====== Dataset ======

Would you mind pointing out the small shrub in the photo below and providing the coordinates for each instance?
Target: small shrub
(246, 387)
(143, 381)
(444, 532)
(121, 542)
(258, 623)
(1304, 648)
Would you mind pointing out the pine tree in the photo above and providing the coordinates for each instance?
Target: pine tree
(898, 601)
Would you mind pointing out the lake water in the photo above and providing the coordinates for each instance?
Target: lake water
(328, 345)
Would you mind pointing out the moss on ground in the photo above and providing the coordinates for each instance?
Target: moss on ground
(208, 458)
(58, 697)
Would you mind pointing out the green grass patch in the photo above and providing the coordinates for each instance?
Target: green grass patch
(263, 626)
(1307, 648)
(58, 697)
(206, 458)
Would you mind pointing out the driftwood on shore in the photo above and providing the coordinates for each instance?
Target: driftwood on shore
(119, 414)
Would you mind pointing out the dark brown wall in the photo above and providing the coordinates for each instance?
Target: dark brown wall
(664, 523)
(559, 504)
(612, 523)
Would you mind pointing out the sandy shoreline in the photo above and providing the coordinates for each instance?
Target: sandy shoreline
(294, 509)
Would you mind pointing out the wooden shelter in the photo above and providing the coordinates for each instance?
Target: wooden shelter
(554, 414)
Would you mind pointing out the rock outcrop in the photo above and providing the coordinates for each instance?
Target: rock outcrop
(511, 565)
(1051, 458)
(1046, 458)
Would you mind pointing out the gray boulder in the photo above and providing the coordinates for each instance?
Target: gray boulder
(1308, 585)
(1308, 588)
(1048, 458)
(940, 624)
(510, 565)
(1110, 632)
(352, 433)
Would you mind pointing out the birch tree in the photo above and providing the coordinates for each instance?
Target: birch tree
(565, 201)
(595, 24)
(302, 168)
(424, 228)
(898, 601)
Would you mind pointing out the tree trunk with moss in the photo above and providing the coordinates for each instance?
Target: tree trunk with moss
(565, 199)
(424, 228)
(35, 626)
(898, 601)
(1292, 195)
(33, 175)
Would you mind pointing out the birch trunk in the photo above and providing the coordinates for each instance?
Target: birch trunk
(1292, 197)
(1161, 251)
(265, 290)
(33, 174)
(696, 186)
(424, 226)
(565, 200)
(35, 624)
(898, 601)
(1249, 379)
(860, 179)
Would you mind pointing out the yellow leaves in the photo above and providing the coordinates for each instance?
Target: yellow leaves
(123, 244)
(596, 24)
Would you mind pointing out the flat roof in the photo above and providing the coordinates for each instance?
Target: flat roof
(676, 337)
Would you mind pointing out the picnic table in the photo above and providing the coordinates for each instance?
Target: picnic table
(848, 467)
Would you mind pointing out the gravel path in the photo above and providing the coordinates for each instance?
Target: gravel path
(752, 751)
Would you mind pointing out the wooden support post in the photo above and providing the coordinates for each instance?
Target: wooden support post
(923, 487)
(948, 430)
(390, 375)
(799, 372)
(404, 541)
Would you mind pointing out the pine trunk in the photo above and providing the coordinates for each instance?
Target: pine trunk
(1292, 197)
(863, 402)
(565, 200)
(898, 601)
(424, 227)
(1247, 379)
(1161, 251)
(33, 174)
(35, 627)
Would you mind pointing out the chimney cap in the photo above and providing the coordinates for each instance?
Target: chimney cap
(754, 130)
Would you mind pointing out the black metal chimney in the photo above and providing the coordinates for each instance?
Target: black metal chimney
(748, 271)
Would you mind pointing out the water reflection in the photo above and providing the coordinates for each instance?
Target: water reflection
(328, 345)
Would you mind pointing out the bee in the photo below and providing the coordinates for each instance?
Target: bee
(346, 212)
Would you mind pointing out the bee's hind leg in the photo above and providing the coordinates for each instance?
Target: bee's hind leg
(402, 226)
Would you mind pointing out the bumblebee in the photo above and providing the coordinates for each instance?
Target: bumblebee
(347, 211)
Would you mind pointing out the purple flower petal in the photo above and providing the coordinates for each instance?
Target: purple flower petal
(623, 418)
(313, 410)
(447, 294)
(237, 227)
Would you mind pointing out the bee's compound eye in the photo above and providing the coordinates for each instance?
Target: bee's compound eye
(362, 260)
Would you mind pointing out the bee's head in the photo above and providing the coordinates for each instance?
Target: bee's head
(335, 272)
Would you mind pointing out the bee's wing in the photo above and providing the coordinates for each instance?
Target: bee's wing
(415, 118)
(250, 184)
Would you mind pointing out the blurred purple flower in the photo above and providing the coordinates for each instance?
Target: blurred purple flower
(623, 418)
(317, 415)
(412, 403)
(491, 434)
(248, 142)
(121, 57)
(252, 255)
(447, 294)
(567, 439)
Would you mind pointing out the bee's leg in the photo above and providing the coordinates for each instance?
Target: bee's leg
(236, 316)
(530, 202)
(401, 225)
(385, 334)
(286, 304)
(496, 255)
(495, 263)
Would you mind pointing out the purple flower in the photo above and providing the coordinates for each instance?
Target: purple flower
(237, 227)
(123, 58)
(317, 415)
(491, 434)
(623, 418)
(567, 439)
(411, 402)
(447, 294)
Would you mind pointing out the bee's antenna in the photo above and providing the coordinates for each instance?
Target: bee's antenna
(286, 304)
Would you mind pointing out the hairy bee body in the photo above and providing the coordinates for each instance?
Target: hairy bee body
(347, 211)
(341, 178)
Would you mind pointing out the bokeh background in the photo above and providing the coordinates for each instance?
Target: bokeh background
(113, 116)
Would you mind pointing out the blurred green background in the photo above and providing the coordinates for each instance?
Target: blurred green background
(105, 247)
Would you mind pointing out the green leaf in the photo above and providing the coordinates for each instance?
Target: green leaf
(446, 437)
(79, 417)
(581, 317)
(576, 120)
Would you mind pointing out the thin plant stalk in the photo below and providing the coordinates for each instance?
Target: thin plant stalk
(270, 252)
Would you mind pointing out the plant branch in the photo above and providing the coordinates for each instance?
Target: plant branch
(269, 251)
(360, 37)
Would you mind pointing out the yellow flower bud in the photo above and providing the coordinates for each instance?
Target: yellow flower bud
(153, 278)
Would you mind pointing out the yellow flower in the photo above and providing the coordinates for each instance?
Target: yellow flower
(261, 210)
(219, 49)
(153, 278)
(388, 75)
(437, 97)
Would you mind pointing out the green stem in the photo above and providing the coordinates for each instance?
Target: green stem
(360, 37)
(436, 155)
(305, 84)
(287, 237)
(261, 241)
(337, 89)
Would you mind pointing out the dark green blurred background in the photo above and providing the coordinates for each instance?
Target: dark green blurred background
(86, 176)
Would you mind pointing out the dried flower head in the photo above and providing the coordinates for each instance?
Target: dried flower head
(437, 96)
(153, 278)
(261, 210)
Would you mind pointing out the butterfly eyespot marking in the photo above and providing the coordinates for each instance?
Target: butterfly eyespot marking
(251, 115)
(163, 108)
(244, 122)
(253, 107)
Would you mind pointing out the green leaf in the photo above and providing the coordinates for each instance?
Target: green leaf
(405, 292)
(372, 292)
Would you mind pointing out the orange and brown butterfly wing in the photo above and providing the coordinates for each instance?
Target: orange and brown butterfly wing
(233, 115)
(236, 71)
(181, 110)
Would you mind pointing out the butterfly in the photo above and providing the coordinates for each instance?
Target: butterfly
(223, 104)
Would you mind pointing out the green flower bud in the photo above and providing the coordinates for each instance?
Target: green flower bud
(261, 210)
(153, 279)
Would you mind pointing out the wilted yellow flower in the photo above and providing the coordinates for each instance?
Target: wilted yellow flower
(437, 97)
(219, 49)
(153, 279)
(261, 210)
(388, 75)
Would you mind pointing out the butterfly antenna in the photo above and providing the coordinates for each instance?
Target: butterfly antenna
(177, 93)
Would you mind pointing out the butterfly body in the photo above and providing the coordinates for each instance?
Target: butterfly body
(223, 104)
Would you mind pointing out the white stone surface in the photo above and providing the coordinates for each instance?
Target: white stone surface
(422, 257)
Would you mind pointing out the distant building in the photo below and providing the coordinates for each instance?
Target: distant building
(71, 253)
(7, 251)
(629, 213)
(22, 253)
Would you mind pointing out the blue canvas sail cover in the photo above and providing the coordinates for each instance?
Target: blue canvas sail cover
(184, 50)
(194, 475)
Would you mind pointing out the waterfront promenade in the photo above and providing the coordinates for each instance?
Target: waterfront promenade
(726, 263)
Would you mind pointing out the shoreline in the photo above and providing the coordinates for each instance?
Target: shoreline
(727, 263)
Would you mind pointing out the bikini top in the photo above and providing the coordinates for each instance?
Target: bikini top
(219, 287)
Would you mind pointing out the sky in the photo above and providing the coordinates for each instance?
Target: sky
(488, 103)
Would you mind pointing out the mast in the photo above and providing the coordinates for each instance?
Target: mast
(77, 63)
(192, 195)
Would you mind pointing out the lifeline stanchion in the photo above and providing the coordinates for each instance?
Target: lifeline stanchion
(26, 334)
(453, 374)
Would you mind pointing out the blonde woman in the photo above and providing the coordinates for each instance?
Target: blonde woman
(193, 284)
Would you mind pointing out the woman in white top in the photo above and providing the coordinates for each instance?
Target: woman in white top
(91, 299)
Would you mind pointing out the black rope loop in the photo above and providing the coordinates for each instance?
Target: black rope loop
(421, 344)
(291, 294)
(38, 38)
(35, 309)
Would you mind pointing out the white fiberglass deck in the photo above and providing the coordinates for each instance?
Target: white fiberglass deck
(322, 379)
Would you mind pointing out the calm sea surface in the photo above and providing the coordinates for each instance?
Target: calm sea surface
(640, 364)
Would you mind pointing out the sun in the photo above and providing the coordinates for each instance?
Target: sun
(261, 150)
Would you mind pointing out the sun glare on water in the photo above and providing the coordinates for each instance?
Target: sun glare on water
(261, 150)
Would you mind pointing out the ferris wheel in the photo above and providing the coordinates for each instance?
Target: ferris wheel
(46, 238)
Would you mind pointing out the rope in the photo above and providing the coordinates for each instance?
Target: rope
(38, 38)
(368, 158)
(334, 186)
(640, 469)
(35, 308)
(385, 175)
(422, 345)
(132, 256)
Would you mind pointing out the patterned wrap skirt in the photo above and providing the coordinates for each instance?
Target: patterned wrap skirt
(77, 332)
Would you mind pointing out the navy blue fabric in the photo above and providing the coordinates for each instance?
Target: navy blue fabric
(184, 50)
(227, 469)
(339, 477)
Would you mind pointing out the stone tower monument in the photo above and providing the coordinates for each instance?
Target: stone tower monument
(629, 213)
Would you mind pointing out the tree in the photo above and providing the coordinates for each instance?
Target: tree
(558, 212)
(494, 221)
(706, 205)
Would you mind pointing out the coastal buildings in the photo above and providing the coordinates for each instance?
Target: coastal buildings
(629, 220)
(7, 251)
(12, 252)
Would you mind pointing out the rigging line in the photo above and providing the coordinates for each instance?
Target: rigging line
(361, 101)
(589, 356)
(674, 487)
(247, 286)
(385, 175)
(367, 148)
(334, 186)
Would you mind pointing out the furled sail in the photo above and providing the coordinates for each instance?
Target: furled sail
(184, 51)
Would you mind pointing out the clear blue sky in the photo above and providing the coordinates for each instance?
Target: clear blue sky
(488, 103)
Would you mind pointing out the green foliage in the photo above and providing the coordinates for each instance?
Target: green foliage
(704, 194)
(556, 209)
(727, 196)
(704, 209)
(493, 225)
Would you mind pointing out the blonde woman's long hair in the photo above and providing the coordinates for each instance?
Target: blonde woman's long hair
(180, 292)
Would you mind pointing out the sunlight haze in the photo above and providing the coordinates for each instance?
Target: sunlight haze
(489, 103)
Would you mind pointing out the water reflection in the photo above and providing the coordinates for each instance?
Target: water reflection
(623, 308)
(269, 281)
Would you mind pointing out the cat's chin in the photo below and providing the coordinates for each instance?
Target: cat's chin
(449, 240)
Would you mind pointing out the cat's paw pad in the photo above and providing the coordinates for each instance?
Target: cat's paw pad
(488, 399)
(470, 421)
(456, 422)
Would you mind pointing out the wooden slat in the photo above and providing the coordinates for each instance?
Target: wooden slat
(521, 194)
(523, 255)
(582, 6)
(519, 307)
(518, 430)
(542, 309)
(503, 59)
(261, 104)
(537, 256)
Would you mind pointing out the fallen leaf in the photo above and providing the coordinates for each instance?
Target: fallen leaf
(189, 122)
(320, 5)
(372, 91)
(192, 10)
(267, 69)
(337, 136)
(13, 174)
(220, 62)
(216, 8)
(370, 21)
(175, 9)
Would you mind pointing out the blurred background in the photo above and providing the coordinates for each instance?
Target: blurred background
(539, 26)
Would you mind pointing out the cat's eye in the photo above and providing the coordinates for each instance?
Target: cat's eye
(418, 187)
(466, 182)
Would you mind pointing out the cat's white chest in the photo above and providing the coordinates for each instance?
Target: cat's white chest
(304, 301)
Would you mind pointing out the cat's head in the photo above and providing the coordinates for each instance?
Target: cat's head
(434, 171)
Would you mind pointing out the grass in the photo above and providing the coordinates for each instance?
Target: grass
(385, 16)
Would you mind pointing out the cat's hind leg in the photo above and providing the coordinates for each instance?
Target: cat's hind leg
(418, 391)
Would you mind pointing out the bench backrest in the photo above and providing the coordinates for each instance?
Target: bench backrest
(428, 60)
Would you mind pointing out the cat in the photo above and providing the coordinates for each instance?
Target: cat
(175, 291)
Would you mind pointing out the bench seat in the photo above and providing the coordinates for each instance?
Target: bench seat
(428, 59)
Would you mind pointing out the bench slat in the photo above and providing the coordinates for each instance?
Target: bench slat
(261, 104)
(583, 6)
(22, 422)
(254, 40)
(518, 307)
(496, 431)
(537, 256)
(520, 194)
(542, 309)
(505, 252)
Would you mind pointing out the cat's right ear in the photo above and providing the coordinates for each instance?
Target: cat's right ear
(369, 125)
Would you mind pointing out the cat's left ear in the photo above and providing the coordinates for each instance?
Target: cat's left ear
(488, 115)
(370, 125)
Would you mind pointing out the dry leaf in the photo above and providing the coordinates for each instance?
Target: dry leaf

======

Repeat exactly the lines above from the line that contains "Would you mind pointing out the bench seat" through the end. Include both of these ends; leave out everything else.

Would you mind pointing out the bench seat in the photo above and providing the coordinates for each instance?
Target: bench seat
(428, 59)
Would you mind pointing out the bench slat in the photo above and providing the coordinates for each instance?
Target: bench slat
(261, 104)
(583, 6)
(22, 422)
(254, 40)
(518, 307)
(496, 431)
(537, 256)
(520, 194)
(542, 309)
(505, 252)
Would you mind pointing out the cat's right ear in the photo above and providing the coordinates for each instance?
Target: cat's right ear
(369, 125)
Would you mind pointing out the cat's left ear in the photo above and providing the coordinates for each instance?
Target: cat's left ear
(488, 115)
(370, 125)
Would you mind pointing out the dry leaf in the photo above and providing the coordinates for each instance?
Target: dry leaf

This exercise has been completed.